** Records for processing follows **

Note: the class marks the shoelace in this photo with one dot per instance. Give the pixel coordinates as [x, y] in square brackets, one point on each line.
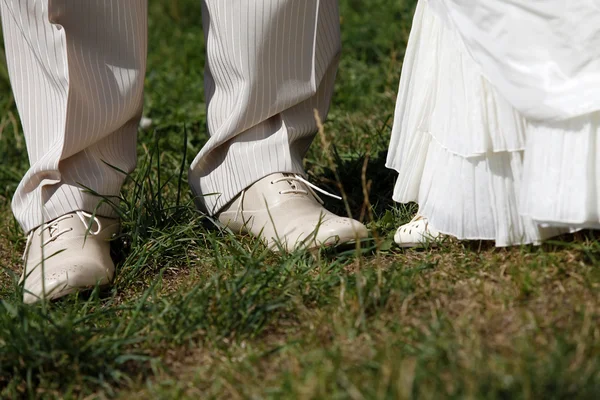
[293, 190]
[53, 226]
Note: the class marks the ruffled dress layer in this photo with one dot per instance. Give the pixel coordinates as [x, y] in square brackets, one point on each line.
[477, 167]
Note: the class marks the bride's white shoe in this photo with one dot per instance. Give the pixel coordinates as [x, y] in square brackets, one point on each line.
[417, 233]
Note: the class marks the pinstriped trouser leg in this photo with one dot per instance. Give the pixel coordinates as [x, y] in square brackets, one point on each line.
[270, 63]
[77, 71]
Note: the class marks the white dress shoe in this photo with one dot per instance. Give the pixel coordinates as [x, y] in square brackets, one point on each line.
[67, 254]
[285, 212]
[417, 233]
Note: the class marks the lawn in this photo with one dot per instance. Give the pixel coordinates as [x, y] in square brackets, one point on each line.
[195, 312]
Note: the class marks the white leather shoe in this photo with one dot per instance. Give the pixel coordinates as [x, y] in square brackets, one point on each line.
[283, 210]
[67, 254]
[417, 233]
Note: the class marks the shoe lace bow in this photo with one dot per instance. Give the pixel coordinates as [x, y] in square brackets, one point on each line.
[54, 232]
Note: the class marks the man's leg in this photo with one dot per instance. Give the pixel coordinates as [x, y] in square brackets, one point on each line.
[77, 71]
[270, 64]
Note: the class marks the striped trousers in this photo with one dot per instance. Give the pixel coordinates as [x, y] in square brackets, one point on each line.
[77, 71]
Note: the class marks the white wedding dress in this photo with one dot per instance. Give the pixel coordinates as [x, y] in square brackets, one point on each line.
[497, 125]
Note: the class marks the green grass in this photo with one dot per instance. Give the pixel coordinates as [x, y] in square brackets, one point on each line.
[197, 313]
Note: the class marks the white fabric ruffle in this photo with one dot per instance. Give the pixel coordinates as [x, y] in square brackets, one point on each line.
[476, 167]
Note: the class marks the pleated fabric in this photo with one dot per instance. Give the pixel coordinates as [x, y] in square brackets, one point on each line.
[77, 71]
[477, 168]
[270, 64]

** End of Records for processing **

◆ Task instructions ◆
Type out the data above once more, exactly, with no images included.

◆ Result of this task ◆
Note: the class marks the shoelace in this photo with one dot per instance. Give the pixel coordinates as [x, y] in square brackets, one point on each line.
[293, 190]
[53, 226]
Note: the class marks the ruffled dress layer in this photo with one dot per instance. Give the pixel coordinates as [x, y] in square brackets, one point on each line.
[477, 167]
Note: the class marks the bride's white shoe in this photo with one dot per instance. Give the pixel coordinates as [x, y] in square brackets, one point on each line.
[417, 233]
Note: the class marks the pinstriped trouser leg in this photo with one dot per instance. Give the pixel coordinates as [x, y] in square brackets, one point on each line.
[270, 63]
[77, 71]
Note: the class marks the white dress shoe in this photo with one dot per instance. Give the pixel coordinates as [x, y] in square brackets, one point on each line.
[67, 254]
[285, 212]
[417, 233]
Note: the class marks the lawn in this photo with one dot per instance. Give the pixel coordinates as [x, y] in square brackets, one point on each line.
[195, 312]
Note: the class marks the white leather shoe in this photo with one dot per instance. Give the pixel coordinates as [x, y] in square brackets, one point on each line.
[283, 210]
[67, 254]
[417, 233]
Note: the class marks the shoe lace bow in this photo with one dot per instance. Give the pixel coordinates as [x, y] in square brackets, one point on each line.
[54, 232]
Note: the class marks the man's leg in this photo with one dot per instance. Give the pixel coordinates as [x, y] in square brackets, one point on each line.
[77, 71]
[270, 64]
Note: the class marks the striped trousers in this photo with one dot per instance. Give the pixel coordinates as [x, y] in square brackets, one point on each line.
[77, 71]
Note: the class marks the white wedding dress in this photo with one dot per instance. Give the pixel coordinates as [x, y] in square brackets, one point on each line.
[497, 125]
Note: the class marks the green grass in this photo with one dot per instance. Give the pixel coordinates as [x, y] in square brackets, one point on each line.
[197, 313]
Note: the class marks the white fabric ruffle in this photo with one dot per instance. Give the pixel coordinates as [x, y] in square brackets, one point on each line.
[476, 167]
Note: the class marks the pleated fabric in this photo with one dot per instance. Give the pixel coordinates as [x, y] in square brackets, one point on each line.
[77, 71]
[477, 168]
[270, 64]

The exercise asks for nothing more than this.